_TASK_:
Provide the number of lines in the material below that include the word "bird", without any accompanying text.

=== AVAILABLE DATA ===

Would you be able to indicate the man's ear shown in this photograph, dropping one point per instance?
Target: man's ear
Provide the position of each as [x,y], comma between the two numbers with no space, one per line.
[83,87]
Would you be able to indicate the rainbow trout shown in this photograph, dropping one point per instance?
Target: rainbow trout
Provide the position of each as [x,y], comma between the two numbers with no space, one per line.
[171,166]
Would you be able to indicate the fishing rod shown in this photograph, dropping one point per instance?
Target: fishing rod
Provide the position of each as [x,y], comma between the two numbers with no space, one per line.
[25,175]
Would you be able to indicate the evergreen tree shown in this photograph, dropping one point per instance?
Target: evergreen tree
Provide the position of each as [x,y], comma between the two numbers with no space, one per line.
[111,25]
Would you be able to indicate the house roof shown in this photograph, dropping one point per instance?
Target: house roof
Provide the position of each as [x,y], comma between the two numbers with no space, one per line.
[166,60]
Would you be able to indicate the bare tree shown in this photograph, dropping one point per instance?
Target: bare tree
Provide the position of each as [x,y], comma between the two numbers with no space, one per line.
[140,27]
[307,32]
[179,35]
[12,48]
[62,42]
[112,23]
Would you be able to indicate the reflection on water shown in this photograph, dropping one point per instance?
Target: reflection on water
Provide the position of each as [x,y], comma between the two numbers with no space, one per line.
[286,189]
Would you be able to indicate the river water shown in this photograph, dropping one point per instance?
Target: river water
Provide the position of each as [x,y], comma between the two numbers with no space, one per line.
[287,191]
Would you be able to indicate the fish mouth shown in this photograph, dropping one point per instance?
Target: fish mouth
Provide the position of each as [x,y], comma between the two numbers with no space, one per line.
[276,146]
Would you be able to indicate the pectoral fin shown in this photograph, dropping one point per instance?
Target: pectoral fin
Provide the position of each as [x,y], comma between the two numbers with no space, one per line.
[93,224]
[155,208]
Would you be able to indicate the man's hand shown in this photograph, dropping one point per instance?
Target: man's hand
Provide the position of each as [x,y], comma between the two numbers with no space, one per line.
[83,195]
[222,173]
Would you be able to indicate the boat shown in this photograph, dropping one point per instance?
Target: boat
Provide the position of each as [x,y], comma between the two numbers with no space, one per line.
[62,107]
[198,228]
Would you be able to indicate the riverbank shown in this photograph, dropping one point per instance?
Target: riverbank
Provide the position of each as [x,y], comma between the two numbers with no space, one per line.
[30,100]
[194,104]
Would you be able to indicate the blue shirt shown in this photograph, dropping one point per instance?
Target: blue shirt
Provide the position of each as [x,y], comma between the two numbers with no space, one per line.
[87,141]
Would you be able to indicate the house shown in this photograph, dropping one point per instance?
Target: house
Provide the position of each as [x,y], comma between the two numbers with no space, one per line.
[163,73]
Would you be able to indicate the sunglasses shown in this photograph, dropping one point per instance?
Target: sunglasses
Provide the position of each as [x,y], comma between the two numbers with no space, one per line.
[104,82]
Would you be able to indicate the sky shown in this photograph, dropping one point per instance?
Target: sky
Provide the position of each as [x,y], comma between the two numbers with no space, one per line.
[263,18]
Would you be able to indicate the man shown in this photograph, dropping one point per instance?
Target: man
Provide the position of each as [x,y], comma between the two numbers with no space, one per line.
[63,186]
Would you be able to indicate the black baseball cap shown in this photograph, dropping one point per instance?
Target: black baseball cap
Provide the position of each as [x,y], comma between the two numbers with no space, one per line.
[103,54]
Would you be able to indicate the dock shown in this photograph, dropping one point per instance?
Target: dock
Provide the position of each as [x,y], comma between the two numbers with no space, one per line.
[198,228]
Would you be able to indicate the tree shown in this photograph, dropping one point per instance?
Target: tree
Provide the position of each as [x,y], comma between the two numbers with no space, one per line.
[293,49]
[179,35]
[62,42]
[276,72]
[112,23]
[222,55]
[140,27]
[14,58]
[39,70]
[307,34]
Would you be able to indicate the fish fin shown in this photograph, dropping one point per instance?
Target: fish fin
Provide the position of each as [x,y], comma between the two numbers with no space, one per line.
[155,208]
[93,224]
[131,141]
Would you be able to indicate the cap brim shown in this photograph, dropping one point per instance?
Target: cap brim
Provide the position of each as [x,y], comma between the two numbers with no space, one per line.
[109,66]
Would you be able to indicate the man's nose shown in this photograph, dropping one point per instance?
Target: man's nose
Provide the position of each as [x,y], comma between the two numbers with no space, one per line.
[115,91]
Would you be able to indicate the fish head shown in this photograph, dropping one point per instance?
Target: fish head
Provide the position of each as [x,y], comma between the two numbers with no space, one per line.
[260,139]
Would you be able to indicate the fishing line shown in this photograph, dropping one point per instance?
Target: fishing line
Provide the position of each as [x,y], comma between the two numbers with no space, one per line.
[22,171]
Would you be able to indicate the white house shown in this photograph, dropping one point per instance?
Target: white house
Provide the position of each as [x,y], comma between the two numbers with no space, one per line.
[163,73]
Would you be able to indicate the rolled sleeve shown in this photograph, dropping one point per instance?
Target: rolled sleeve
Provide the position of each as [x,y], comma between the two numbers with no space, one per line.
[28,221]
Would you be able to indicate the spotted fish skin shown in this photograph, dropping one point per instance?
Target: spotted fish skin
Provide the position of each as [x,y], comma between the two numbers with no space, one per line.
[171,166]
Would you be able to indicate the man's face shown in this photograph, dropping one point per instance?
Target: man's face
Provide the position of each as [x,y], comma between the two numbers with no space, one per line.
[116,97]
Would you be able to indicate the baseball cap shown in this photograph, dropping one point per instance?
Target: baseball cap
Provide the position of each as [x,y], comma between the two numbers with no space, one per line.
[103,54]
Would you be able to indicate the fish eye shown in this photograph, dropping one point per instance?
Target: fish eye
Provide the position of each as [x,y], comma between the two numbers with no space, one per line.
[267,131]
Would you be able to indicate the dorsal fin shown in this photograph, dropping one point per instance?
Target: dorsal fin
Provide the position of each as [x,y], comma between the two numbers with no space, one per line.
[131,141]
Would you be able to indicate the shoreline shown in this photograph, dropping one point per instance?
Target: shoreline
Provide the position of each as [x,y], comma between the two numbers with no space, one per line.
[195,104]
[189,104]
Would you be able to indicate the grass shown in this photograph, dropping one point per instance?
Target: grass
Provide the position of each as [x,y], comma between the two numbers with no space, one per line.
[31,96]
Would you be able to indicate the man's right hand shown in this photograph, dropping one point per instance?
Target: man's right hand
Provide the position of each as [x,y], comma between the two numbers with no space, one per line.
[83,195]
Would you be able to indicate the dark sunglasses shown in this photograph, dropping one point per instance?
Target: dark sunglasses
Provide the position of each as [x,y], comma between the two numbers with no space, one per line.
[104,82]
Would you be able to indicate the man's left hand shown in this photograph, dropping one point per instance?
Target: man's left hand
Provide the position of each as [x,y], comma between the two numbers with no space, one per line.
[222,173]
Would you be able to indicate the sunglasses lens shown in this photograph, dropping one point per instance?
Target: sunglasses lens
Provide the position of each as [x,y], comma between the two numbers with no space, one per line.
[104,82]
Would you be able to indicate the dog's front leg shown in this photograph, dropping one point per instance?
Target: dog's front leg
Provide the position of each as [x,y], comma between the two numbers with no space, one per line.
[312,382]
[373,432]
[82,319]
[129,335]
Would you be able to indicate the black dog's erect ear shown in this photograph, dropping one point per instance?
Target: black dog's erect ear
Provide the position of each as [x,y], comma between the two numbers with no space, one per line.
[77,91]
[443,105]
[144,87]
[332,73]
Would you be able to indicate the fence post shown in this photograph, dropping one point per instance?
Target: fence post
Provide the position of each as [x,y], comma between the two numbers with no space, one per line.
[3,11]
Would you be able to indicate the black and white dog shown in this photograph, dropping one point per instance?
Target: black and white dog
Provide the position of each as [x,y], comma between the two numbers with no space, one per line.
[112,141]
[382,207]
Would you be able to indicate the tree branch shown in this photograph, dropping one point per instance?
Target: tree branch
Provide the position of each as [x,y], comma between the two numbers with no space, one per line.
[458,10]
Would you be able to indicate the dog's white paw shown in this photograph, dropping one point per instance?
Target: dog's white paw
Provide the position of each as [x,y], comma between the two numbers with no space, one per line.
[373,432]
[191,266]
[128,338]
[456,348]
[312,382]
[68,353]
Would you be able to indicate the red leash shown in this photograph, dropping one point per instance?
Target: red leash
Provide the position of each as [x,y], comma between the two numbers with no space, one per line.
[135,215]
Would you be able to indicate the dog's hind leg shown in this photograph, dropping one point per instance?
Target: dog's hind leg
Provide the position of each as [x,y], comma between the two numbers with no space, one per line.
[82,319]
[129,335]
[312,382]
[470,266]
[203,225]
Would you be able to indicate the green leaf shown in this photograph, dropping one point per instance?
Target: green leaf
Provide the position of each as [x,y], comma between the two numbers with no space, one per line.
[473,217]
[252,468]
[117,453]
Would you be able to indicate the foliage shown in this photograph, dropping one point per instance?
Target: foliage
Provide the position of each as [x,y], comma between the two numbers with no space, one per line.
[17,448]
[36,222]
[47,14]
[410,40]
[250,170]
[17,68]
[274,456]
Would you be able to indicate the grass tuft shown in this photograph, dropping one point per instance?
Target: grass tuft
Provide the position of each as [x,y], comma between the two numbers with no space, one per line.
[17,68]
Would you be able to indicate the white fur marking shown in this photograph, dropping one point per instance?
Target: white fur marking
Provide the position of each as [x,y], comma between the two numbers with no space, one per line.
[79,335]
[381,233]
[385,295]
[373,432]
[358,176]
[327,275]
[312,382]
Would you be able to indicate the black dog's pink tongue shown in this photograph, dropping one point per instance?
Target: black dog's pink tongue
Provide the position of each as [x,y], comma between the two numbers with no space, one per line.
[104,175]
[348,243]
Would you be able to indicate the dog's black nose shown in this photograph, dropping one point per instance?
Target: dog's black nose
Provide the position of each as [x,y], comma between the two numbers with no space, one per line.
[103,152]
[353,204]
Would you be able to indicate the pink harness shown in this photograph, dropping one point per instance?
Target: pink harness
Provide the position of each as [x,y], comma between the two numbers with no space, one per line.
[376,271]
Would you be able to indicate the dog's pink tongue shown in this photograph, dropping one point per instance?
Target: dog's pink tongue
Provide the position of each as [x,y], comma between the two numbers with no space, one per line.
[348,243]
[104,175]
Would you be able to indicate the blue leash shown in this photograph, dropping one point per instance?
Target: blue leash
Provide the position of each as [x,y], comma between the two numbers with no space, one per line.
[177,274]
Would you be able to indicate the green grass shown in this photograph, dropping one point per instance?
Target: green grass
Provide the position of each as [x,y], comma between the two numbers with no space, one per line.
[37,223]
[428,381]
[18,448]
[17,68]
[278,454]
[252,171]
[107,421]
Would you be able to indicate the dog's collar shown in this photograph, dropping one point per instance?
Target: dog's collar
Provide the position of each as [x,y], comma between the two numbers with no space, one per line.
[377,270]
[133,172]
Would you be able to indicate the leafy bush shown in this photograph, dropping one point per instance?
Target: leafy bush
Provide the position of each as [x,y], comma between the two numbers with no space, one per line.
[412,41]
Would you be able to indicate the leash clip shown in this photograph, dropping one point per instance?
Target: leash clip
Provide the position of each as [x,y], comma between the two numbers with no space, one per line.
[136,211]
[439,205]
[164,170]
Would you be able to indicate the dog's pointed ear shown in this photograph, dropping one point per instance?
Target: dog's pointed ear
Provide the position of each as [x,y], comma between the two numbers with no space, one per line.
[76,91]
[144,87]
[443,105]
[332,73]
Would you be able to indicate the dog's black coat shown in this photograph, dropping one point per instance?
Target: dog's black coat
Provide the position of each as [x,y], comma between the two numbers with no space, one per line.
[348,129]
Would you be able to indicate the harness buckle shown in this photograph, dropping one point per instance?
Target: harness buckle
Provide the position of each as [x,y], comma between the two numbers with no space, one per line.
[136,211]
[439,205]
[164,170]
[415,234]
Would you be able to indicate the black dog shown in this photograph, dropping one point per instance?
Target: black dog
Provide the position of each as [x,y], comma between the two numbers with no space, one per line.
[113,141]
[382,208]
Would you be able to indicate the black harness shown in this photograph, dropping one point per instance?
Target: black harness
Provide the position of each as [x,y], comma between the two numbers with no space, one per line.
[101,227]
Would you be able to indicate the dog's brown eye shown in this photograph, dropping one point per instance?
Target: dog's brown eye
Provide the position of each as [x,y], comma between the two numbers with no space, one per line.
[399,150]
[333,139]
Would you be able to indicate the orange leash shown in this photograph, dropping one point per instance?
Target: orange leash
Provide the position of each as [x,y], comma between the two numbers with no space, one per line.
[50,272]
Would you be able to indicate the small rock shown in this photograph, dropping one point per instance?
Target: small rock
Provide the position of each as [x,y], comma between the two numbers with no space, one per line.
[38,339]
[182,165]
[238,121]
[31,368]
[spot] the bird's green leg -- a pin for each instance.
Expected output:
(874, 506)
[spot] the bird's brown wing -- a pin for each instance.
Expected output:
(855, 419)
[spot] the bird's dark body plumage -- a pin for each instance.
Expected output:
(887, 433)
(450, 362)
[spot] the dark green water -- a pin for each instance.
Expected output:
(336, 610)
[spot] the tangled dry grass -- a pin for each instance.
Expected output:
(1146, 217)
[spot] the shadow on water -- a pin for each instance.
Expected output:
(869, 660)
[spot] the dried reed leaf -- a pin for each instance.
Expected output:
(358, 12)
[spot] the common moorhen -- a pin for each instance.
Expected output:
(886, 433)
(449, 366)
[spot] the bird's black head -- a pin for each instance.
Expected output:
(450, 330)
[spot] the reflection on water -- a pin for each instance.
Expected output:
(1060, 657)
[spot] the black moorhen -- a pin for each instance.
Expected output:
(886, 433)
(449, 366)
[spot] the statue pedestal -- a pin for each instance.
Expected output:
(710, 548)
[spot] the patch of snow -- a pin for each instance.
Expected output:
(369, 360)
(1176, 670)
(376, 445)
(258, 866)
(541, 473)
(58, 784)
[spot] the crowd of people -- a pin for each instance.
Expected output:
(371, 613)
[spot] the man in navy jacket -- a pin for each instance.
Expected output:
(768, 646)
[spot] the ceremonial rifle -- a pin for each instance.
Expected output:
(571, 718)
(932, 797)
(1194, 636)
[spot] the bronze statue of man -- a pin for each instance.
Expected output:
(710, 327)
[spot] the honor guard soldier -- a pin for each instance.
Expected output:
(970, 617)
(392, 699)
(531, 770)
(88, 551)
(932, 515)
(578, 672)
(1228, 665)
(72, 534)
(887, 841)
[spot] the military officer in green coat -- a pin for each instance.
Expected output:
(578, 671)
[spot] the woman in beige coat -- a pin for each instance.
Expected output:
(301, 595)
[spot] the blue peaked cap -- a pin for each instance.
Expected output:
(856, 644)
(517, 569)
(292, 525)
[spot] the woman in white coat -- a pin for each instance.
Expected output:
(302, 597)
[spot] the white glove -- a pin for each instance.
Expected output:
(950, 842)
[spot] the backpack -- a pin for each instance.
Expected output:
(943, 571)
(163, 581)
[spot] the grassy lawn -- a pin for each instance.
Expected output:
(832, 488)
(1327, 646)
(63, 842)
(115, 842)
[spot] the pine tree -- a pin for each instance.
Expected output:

===

_YOUR SOLUTION_:
4